--- BEGIN ---

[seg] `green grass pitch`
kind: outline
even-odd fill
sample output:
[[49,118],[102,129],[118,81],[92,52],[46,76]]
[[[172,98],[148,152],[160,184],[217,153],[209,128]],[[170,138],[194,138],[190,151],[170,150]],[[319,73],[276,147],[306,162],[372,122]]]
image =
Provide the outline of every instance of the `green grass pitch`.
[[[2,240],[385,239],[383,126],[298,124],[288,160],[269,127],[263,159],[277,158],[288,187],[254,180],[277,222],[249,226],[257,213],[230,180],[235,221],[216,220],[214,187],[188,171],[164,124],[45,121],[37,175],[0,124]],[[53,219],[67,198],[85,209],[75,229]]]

--- END ---

▶ AIM
Which lines of the items above contain the string "outline", matching case? List each of them in full.

▶ FINISHED EXERCISE
kind: outline
Provide the outline of every instance of the `green grass pitch`.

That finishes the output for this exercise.